Exercise tasks:
A) In the coronavirus lockdown article, when did Professor Neil Ferguson expect the epidemic to plateau?
B) Copy the passage of the coronavirus lockdown article starting at "He said he was" and ending at "numbers are lower.", and put "symptom monitoring" in place of "contact tracing".

Text under study:
Infections to be high for ‘weeks’ if lockdown disobeyed
LONDON: The coronavirus infection rate will remain high for “weeks and weeks” if people flout the social distancing rules this weekend, a top scientist advising the government has warned.
Professor Neil Ferguson, from Imperial College London, said that while the epidemic was expected to plateau in the next week to 10 days, people’s behaviour was critical to determining what happens next.
His warning followed similar pleas by Boris Johnson and Matt Hancock for people to stick with the social distancing measures and resist the temptation to enjoy the sunshine forecast for swathes of the UK on Saturday and Sunday.
And the stay at home calls came as: the Ministry of Justice said hundreds of risk-assessed prisoners within two months of their release date are to be temporarily sent home to reduce the risk of coronavirus taking hold in jails and overwhelming the NHS.
Johnson wrote to opposition party leaders inviting them to a briefing next week and insisting “we have a duty to work together at this moment of national emergency”. A member of the armed forces became the first confirmed coronavirus case on the Falkland Islands.
Asked what would happen if people flout the social distancing rules this weekend, Prof Ferguson told BBC Radio 4: “That moves us to a slightly more pessimistic scenario. We still think things will plateau but we’ll be at quite high levels of infection for weeks and weeks rather than seeing quite a rapid decline as the type seen in China.”
He said he was “hopeful” that some of the intense social distancing measures could be substituted with rapid access to testing and contact tracing in a few weeks’ time — once case numbers are lower.
“We want to move to a situation where at least by the end of May that we’re able to substitute some less intensive measures, more based on technology and testing, for the complete lockdown we have now,” he explained.
It comes after a pandemic modeller advising the government warned that the lockdown measures are merely a “placeholder” and that Britain had “painted itself into a corner” with no clear exit strategy from the Covid-19 crisis.
Professor Graham Medley told The Times: “This disease is so nasty that we had to suppress it completely. Then we’ve kind of painted ourselves into a corner, because then the question will be, what do we do now?
“We will have done three weeks of this lockdown, so there’s a big decision coming up on April 13. In broad terms are we going to continue to harm children to protect vulnerable people, or not?”
Prof Medley added: “If we carry on with lockdown, it buys us more time, we can get more thought put into it, but it doesn’t resolve anything, it’s a placeholder.”

Data for analysis:
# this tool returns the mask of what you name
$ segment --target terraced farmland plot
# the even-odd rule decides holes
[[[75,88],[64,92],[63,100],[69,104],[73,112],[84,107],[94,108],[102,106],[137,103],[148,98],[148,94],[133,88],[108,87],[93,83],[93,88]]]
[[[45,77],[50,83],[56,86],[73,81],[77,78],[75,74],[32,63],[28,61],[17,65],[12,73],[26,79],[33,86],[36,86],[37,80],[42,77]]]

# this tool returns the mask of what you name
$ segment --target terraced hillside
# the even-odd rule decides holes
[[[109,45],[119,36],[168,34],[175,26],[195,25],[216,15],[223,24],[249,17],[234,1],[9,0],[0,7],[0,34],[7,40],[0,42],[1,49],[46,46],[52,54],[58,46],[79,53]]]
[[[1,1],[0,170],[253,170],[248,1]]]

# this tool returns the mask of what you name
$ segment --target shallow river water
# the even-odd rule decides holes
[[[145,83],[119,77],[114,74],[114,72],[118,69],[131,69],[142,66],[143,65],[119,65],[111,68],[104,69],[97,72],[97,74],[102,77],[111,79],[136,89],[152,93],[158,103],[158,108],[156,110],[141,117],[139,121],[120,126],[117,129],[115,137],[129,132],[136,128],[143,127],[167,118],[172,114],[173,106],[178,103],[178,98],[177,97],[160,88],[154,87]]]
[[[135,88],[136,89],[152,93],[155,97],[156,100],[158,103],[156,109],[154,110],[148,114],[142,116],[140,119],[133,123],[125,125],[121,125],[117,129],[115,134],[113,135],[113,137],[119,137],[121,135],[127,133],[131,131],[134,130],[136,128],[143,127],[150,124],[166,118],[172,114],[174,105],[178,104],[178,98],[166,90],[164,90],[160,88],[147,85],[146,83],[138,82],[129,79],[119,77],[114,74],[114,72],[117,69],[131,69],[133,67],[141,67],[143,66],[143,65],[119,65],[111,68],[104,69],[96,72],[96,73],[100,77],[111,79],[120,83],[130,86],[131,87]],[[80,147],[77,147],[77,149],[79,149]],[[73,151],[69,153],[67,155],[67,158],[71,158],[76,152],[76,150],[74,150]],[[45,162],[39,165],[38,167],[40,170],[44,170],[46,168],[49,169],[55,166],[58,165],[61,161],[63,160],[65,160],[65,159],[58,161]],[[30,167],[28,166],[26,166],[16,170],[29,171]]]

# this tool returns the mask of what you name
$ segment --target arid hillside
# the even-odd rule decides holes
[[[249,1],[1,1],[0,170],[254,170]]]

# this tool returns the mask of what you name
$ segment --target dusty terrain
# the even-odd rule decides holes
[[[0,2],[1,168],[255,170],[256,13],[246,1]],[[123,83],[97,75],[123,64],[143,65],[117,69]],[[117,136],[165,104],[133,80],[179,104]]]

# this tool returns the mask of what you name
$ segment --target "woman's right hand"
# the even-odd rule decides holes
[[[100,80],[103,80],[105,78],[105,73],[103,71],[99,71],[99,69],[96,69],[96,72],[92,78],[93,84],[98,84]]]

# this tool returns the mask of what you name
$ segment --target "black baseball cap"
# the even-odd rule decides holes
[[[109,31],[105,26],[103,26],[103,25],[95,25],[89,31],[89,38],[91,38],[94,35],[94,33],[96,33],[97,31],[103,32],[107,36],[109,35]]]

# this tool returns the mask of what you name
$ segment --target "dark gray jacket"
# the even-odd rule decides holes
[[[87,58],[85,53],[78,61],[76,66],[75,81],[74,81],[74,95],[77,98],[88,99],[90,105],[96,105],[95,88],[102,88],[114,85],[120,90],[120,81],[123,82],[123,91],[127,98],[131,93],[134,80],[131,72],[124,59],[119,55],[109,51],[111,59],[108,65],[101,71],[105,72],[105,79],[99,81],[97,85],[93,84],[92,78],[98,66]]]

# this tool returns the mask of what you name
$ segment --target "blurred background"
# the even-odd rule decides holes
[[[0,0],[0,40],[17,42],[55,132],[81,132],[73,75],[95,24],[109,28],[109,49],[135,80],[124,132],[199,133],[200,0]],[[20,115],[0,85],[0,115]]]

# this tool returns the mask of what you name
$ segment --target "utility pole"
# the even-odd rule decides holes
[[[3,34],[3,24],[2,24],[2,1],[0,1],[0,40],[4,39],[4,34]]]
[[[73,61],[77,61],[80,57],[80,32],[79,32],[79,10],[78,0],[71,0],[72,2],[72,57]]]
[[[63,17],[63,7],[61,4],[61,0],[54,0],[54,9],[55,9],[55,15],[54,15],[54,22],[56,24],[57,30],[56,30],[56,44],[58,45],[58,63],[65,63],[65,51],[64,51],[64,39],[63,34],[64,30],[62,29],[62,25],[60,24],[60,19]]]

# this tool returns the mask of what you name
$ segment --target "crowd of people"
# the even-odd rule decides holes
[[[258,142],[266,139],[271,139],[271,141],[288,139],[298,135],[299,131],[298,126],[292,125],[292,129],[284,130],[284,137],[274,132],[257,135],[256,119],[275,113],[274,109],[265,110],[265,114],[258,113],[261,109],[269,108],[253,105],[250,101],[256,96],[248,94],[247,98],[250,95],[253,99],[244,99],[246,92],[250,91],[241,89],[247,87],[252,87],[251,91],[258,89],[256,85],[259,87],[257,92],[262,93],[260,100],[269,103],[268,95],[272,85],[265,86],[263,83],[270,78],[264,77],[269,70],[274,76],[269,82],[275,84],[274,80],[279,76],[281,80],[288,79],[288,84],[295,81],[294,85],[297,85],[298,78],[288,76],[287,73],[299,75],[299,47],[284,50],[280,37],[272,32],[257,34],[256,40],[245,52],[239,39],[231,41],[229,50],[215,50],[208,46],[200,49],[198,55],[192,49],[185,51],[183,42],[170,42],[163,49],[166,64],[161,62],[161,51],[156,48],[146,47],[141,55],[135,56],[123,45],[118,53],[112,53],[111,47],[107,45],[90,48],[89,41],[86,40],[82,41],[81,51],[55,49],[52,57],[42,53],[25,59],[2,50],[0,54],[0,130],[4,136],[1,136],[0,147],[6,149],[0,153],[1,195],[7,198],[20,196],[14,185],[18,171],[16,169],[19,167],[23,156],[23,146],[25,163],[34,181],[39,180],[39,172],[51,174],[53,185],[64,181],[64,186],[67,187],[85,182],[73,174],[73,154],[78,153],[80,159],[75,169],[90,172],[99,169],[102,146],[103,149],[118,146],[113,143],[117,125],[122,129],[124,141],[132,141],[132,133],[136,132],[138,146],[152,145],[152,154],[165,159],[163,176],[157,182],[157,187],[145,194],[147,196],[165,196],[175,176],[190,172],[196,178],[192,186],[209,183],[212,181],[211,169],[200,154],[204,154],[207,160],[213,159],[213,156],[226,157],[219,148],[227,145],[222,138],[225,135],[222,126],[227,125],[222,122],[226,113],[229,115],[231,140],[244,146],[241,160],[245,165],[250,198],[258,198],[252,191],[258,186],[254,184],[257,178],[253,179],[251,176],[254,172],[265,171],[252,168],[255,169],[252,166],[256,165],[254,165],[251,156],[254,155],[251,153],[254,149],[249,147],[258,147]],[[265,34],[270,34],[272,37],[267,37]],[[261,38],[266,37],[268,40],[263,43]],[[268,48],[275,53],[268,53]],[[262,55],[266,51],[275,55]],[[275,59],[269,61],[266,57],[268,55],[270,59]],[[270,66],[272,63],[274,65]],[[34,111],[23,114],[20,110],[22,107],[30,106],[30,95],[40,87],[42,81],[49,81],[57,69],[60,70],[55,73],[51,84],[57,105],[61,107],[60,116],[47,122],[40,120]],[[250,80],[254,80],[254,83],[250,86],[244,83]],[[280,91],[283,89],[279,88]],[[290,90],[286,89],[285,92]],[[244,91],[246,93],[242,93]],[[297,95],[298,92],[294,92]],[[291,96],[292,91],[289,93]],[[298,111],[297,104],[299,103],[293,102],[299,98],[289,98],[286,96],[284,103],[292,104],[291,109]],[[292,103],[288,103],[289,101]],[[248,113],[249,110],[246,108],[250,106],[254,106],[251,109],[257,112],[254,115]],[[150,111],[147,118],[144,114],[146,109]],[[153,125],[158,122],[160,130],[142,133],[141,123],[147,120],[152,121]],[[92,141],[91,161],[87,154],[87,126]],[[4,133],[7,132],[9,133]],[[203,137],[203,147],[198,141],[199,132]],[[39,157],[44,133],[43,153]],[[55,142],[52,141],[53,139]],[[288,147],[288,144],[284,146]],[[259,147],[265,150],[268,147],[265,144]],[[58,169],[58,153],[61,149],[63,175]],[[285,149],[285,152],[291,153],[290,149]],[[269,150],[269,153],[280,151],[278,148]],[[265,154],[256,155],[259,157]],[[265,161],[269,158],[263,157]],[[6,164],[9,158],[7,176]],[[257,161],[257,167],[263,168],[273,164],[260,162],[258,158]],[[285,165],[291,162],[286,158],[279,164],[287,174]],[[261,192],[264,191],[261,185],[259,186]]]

Task results:
A) In the next week to 10 days.

B)
He said he was “hopeful” that some of the intense social distancing measures could be substituted with rapid access to testing and symptom monitoring in a few weeks’ time — once case numbers are lower.